## Required task
Reproduce the material word for word, starting at the line that contains "Target: poster on door" and continuing through the end of the material, with both ends included.

## Supplied records
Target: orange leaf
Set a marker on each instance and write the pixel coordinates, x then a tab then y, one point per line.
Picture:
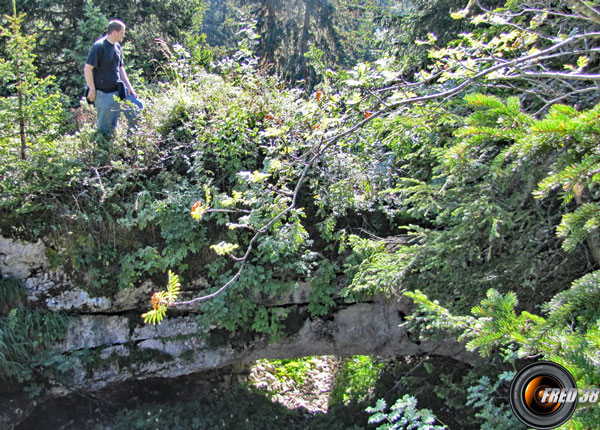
156	302
197	210
319	94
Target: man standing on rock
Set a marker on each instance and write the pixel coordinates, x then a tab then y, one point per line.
107	80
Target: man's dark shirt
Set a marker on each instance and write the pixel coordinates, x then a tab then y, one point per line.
106	59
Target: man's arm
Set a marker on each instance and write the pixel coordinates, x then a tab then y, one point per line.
125	79
89	80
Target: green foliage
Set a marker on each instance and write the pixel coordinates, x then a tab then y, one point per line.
90	27
355	380
24	335
402	415
30	108
484	396
569	335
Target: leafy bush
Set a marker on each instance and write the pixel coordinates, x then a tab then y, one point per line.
403	415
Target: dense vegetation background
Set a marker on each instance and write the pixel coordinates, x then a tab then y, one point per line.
364	147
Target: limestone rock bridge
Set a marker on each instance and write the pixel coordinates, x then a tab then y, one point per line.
111	330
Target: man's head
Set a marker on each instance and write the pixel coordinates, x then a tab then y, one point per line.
116	30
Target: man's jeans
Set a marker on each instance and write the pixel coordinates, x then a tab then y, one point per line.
109	107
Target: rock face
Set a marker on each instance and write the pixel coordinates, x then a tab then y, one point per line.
107	343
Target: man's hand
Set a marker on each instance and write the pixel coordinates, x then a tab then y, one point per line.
91	95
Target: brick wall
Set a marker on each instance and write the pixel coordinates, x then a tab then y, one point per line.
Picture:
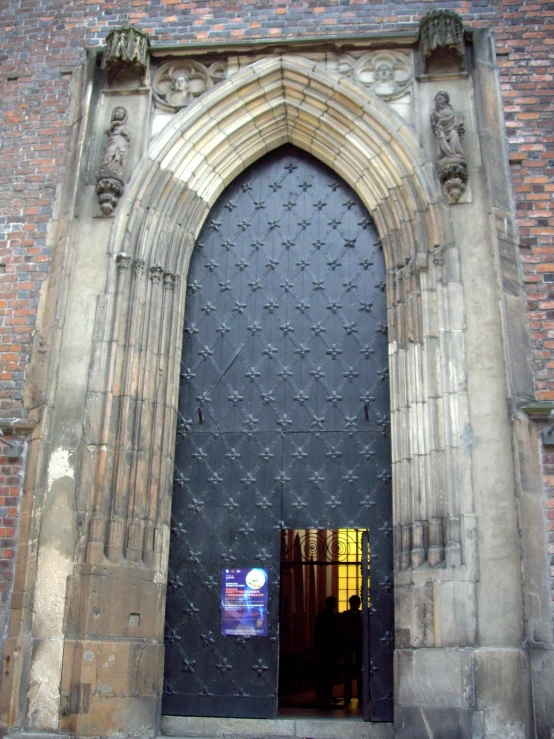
44	42
10	488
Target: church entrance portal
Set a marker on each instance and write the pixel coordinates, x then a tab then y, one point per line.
283	423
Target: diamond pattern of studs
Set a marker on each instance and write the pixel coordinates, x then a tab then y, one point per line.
283	410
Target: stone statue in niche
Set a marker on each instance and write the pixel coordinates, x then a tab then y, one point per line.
448	127
177	84
109	179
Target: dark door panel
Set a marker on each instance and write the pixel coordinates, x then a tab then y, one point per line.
283	418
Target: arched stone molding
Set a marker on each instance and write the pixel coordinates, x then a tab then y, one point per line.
278	100
125	465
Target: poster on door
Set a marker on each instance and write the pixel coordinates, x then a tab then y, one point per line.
244	602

## Task answer
Target: poster on door
Set a marker on each instance and write the pixel coordinates, x then a tab then y, one point per line.
244	602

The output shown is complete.